> **TO BE DONE**:
Tally how many lines in the data below contain the string "kitten", with uppercase and lowercase treated as different. Reply with the number alone.

# RECORD SET start

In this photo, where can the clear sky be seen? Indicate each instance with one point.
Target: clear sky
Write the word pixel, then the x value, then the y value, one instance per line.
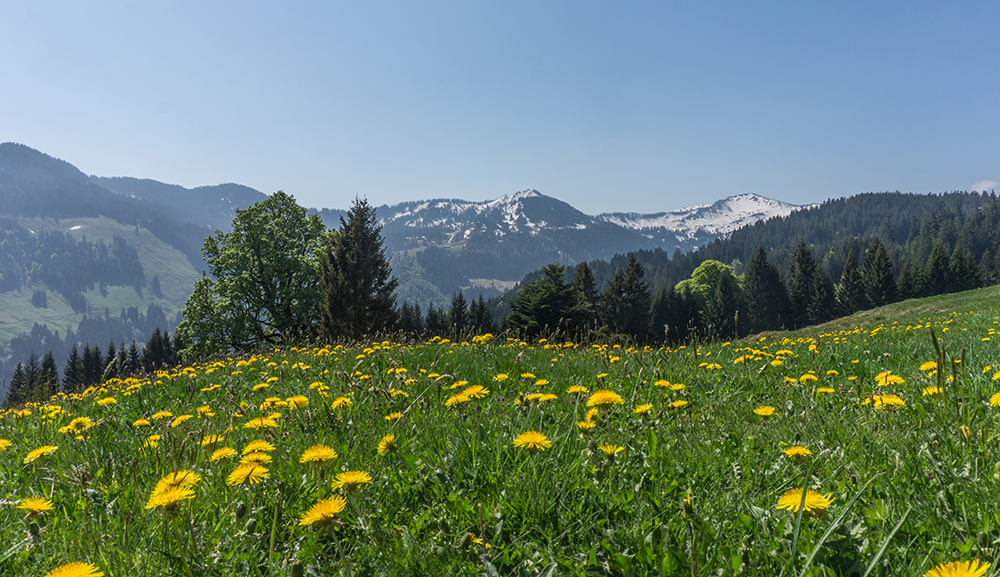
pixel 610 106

# RECORD SET end
# RECORD SET start

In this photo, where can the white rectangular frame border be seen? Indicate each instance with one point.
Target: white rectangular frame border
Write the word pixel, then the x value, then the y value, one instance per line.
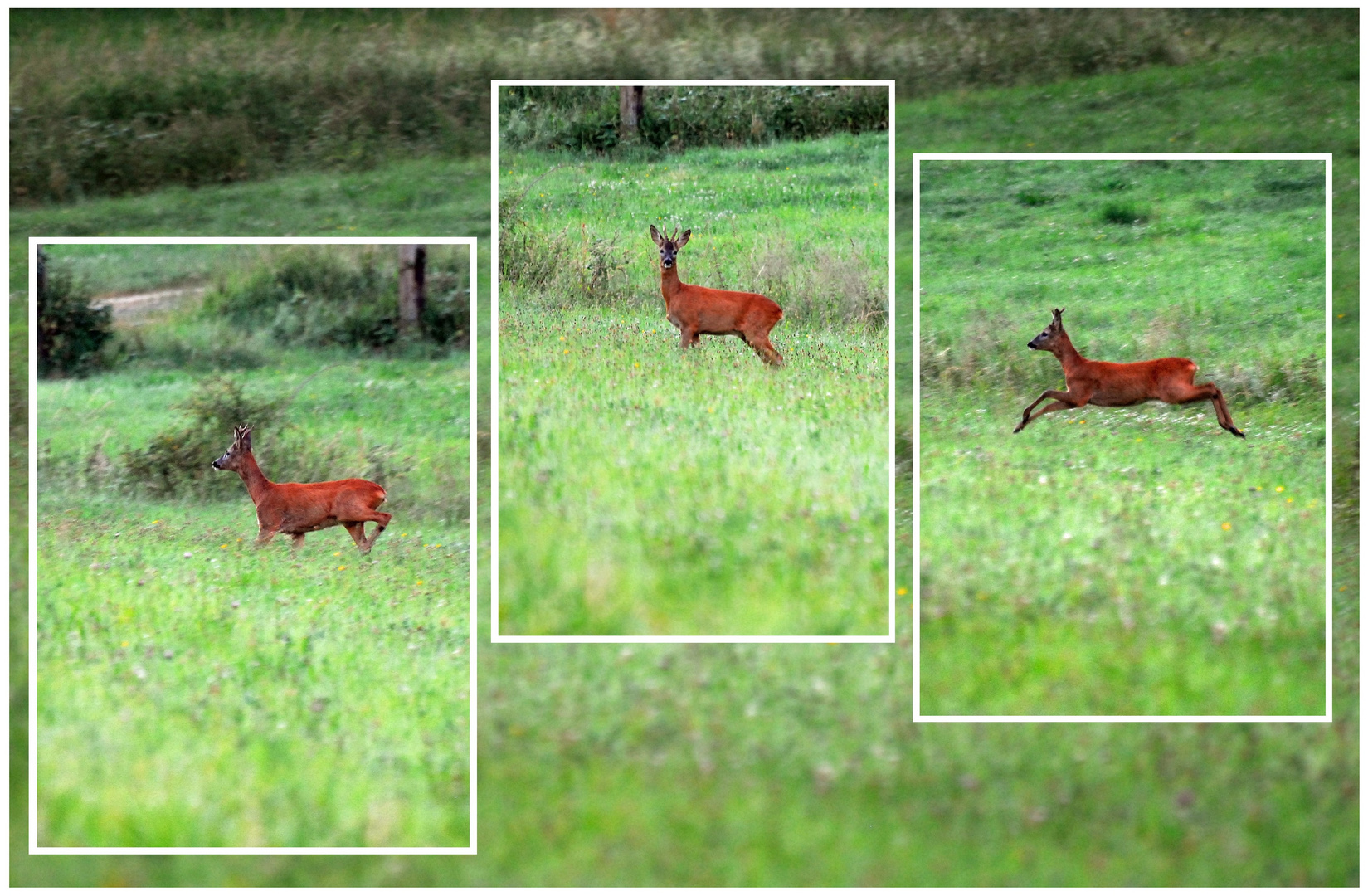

# RECORD SET end
# RECORD SET start

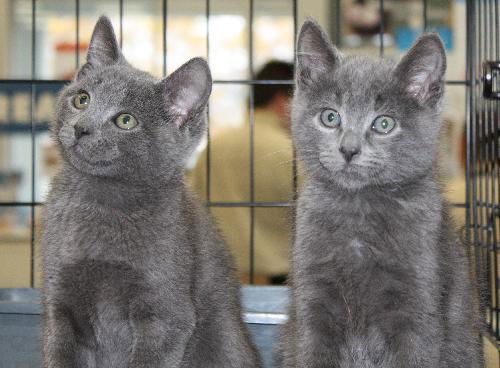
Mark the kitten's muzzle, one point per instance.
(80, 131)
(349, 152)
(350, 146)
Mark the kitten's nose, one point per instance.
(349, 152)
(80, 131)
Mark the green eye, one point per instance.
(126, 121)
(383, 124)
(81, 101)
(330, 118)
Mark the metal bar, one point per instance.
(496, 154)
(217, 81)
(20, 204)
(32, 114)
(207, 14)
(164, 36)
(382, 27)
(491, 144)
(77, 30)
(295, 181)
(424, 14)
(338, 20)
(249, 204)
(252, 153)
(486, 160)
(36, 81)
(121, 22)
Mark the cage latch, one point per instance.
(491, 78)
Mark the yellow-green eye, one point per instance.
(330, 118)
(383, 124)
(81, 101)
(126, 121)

# RECORD SET end

> **EXERCISE RESPONSE**:
2